__Aim__
Extend the stockholder agreement passage below by writing what follows its final sentence.

Except as contemplated by this Agreement or the Merger Agreement, no Stockholder
shall, directly or indirectly, (i) offer for sale, sell, transfer, tender,
pledge, encumber, assign or otherwise dispose of, or enter into any contract,
option or other arrangement or understanding with respect to or consent to the
offer for sale, sale, transfer, tender, pledge, encumbrance, assignment or other
disposition of (any such action being referred to herein as a "Disposition"),
any or all of such Stockholder's Owned Shares or any interest therein; (ii)
except as contemplated by or permitted by this Agreement, grant any
4
5
proxies or powers of attorney, deposit any Owned Shares into a voting trust or
enter into a voting agreement with respect to any Owned Shares; or (iii) take
any action that would make any representation or warranty of such Stockholder
contained herein untrue or incorrect or have the effect of preventing or
disabling such Stockholder from performing such Stockholder's obligations under
this Agreement. Each Stockholder agrees with, and covenants to, Infinity that
such Stockholder shall not request that OSI register the transfer (book-entry or
otherwise) of any certificate or uncertificated interest representing any of
such Stockholder's Owned Shares, unless such transfer is permitted by and made
in compliance with this Agreement.
(h) Rights of First Refusal. Beginning on the date hereof and ending on
the first to occur of the Effective Time and the termination of the Merger
Agreement in accordance with its terms, the Stockholders shall promptly forward
to Infinity all notices received and promptly notify Infinity of all
communications regarding their rights of first refusal contained in the M-K Link
Stockholders' Agreement.

__Stored rows__
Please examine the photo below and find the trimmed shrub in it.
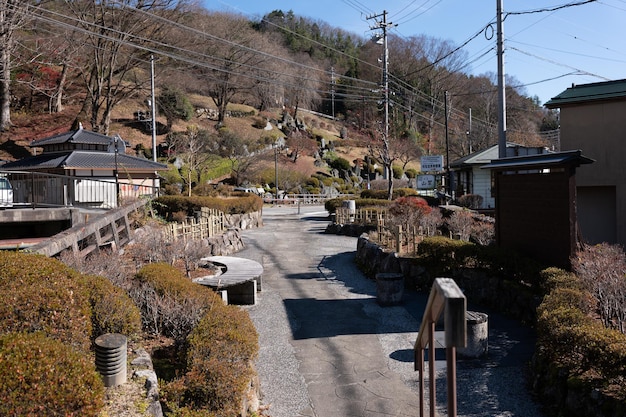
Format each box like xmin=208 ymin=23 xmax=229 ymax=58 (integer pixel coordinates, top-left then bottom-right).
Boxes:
xmin=386 ymin=196 xmax=432 ymax=231
xmin=162 ymin=304 xmax=259 ymax=417
xmin=404 ymin=168 xmax=418 ymax=179
xmin=0 ymin=333 xmax=104 ymax=417
xmin=153 ymin=193 xmax=263 ymax=219
xmin=0 ymin=251 xmax=92 ymax=352
xmin=83 ymin=275 xmax=141 ymax=339
xmin=533 ymin=268 xmax=626 ymax=415
xmin=328 ymin=157 xmax=350 ymax=171
xmin=324 ymin=197 xmax=391 ymax=214
xmin=361 ymin=188 xmax=417 ymax=200
xmin=458 ymin=194 xmax=484 ymax=209
xmin=129 ymin=263 xmax=222 ymax=345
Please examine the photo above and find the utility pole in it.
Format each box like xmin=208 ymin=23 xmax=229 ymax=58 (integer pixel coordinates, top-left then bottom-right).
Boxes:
xmin=496 ymin=0 xmax=506 ymax=158
xmin=367 ymin=10 xmax=394 ymax=200
xmin=467 ymin=107 xmax=472 ymax=155
xmin=150 ymin=55 xmax=156 ymax=162
xmin=443 ymin=90 xmax=453 ymax=196
xmin=330 ymin=67 xmax=335 ymax=120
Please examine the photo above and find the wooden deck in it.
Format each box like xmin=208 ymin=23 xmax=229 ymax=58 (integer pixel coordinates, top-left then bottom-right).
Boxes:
xmin=194 ymin=256 xmax=263 ymax=304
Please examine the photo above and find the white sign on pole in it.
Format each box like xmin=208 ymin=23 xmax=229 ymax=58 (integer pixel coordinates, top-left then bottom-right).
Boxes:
xmin=417 ymin=175 xmax=436 ymax=190
xmin=420 ymin=155 xmax=443 ymax=172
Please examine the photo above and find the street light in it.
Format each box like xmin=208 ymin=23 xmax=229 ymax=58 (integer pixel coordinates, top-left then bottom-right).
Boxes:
xmin=113 ymin=135 xmax=120 ymax=207
xmin=274 ymin=144 xmax=278 ymax=204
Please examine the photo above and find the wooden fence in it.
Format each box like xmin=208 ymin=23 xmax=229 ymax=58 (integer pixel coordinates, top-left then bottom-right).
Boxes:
xmin=166 ymin=207 xmax=226 ymax=241
xmin=335 ymin=207 xmax=424 ymax=254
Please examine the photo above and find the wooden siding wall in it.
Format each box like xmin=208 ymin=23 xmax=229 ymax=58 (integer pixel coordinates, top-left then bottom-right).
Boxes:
xmin=496 ymin=168 xmax=576 ymax=269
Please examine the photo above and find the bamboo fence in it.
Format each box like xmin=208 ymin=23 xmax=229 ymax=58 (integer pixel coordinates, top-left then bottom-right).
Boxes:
xmin=166 ymin=207 xmax=226 ymax=241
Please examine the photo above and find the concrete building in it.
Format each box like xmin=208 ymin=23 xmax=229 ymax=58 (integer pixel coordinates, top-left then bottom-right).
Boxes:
xmin=545 ymin=80 xmax=626 ymax=246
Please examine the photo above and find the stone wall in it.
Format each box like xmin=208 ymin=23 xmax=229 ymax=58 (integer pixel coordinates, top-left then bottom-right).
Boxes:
xmin=224 ymin=211 xmax=263 ymax=230
xmin=356 ymin=234 xmax=541 ymax=325
xmin=205 ymin=211 xmax=263 ymax=256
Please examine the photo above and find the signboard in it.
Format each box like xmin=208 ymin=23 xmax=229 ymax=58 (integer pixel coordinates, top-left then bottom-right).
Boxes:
xmin=417 ymin=175 xmax=437 ymax=190
xmin=420 ymin=155 xmax=443 ymax=172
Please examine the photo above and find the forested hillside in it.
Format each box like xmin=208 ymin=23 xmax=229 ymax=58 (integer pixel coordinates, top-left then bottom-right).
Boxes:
xmin=0 ymin=0 xmax=556 ymax=177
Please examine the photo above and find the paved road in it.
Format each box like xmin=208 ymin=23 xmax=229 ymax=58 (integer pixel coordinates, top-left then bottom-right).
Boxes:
xmin=236 ymin=206 xmax=541 ymax=417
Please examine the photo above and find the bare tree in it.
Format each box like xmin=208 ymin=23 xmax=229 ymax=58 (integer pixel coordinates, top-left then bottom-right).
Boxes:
xmin=189 ymin=12 xmax=272 ymax=125
xmin=217 ymin=131 xmax=263 ymax=185
xmin=285 ymin=54 xmax=321 ymax=119
xmin=0 ymin=0 xmax=35 ymax=131
xmin=167 ymin=126 xmax=213 ymax=197
xmin=58 ymin=0 xmax=188 ymax=134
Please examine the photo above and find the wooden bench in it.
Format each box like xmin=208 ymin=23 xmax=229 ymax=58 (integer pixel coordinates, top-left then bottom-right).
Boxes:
xmin=194 ymin=256 xmax=263 ymax=304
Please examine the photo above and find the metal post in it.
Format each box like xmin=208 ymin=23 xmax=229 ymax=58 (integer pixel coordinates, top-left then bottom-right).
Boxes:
xmin=113 ymin=135 xmax=120 ymax=207
xmin=274 ymin=145 xmax=278 ymax=204
xmin=150 ymin=55 xmax=156 ymax=162
xmin=443 ymin=91 xmax=452 ymax=196
xmin=496 ymin=0 xmax=506 ymax=158
xmin=446 ymin=346 xmax=457 ymax=417
xmin=428 ymin=320 xmax=437 ymax=417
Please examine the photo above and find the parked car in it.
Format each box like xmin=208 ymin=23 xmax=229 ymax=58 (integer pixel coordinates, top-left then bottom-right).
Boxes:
xmin=0 ymin=177 xmax=13 ymax=208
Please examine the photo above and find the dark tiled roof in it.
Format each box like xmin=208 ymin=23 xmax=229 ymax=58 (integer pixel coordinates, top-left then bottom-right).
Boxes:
xmin=2 ymin=151 xmax=167 ymax=172
xmin=30 ymin=129 xmax=113 ymax=147
xmin=545 ymin=80 xmax=626 ymax=109
xmin=481 ymin=150 xmax=595 ymax=171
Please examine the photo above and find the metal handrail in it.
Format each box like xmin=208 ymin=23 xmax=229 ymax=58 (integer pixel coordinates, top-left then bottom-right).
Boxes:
xmin=413 ymin=278 xmax=467 ymax=417
xmin=0 ymin=170 xmax=159 ymax=209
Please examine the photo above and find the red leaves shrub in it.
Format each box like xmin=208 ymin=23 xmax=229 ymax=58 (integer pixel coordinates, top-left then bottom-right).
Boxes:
xmin=0 ymin=333 xmax=104 ymax=417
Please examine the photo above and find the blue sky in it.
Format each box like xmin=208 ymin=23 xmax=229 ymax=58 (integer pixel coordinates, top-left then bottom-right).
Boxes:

__Task output__
(i) Restriction on Transfer of Shares of Infinity Common Stock. Each
Stockholder agrees not to effect any Disposition of an aggregate number of
shares or Infinity Common Stock received by such Stockholder (x) in the Merger
or (y) following the Effective Time, upon the exercise or payment of OSI Stock
Options assumed by Infinity pursuant to the Merger Agreement (such shares are
collectively referred to as the "Restricted Shares") in excess of:
(i) during the first year following the Effective Time,
Restricted Shares having a fair market value measured at the time of
sale not to exceed $100 million in the aggregate; and
(ii) during the second year following the Effective Time, a
number of Restricted Shares equal to the sum of (A) 50% of the total
number of Restricted Shares held on the first anniversary of the
Effective Time, plus (B) Restricted Shares having a fair market value
not to exceed $100 million, less the aggregate fair market value
measured at the time of sale of Restricted Shares sold pursuant to
clause (i) of this Section 4(i).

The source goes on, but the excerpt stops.